### Given exercise 1
Pull out every line of the records that contains the string "handbag". Case counts.

### Article
## START

Note that for the PP and RP, you should report p-values instead of standard errors, so make sure to use the stargazer code chunks from the MLR chapter isntead of this one
Now look at the coefficient estimates.
The 3 models all have the same coefficients on gdpPerCapita, pop, pctFemale, and pctRurla. In LN5 we discuss how the within transformation is equivalent to including dummy variables for each group (in this case, countries).
That’s exactly what see in the table.
The PLM package estimates the within transformation for us (so this is usually what you want to use in practice…we’re just doing it by hand here to help you better understand the models).
You also may notice that the standard errors (and statistical significance stars) are different in the middle column. When we estimate the model with dummy variables (column 1), the regular OLS standard errors are correct. But when we apply the within transformation, we need to adjust the standard errors to account for the within transformation. This would be a bit difficult for us to do. Thankfully, the PLM package correctly adjusts the standard errors (and thus p-values) for us. Thus, in practice we won’t actually want to apply the within transformation ourselves. We’re doing it in this chapter so you can see exactly what it is in practice and see that the coefficient estimates for all 3 versions result in the same coefficients.
If you compare the \(R^2\) values across models, you’ll notice that the \(R^2\) for the model with dummy variables is much higher. Including all the dummy variables makes it artificially high. We want to use the \(R^2\) from the within transformation. The PLM model does this for us.

## END

### Supplied data
## START

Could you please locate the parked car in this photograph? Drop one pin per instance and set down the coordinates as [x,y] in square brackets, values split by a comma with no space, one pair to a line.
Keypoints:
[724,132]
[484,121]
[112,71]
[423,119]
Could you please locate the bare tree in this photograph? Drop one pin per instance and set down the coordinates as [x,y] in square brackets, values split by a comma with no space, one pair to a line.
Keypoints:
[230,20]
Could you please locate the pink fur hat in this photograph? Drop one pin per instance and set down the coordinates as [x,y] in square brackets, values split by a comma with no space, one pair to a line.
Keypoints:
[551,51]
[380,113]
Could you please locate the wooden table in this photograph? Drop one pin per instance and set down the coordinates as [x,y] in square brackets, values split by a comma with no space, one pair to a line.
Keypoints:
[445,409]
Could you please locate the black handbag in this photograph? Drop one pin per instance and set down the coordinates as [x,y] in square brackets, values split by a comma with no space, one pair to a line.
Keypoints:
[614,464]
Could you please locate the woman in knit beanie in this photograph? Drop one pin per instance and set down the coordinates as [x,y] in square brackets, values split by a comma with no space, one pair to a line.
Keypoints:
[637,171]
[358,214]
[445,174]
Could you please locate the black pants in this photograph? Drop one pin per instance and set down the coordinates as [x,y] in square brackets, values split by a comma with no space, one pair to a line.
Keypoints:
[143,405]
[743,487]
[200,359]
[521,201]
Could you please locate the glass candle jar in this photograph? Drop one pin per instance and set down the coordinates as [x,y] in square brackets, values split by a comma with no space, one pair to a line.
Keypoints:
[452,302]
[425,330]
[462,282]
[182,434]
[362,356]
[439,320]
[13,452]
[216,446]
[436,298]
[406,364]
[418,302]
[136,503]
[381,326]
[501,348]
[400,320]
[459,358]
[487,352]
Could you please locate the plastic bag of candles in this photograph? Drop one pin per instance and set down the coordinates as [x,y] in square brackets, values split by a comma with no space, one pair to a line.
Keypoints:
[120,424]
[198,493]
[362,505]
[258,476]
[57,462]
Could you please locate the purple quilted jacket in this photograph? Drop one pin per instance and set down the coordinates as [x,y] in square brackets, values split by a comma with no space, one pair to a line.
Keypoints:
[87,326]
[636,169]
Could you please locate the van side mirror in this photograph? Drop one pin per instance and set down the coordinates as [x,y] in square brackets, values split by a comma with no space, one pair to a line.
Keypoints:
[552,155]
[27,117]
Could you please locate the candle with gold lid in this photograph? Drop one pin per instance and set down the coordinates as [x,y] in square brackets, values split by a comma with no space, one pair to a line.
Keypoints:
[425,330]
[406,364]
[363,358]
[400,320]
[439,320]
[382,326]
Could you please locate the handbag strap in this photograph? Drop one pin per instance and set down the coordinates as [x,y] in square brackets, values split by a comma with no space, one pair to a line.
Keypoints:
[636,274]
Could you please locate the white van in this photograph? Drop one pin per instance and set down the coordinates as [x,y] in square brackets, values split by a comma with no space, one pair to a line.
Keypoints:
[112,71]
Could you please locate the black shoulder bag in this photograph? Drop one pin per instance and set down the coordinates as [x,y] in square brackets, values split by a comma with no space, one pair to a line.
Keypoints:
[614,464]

## END

### Given exercise 2
In the passage on fixed effects, which model's regular OLS standard errors are correct?

### Final result 1
Could you please locate the black handbag in this photograph? Drop one pin per instance and set down the coordinates as [x,y] in square brackets, values split by a comma with no space, one pair to a line.
Could you please locate the handbag strap in this photograph? Drop one pin per instance and set down the coordinates as [x,y] in square brackets, values split by a comma with no space, one pair to a line.

### Final result 2
The model estimated with dummy variables (column 1).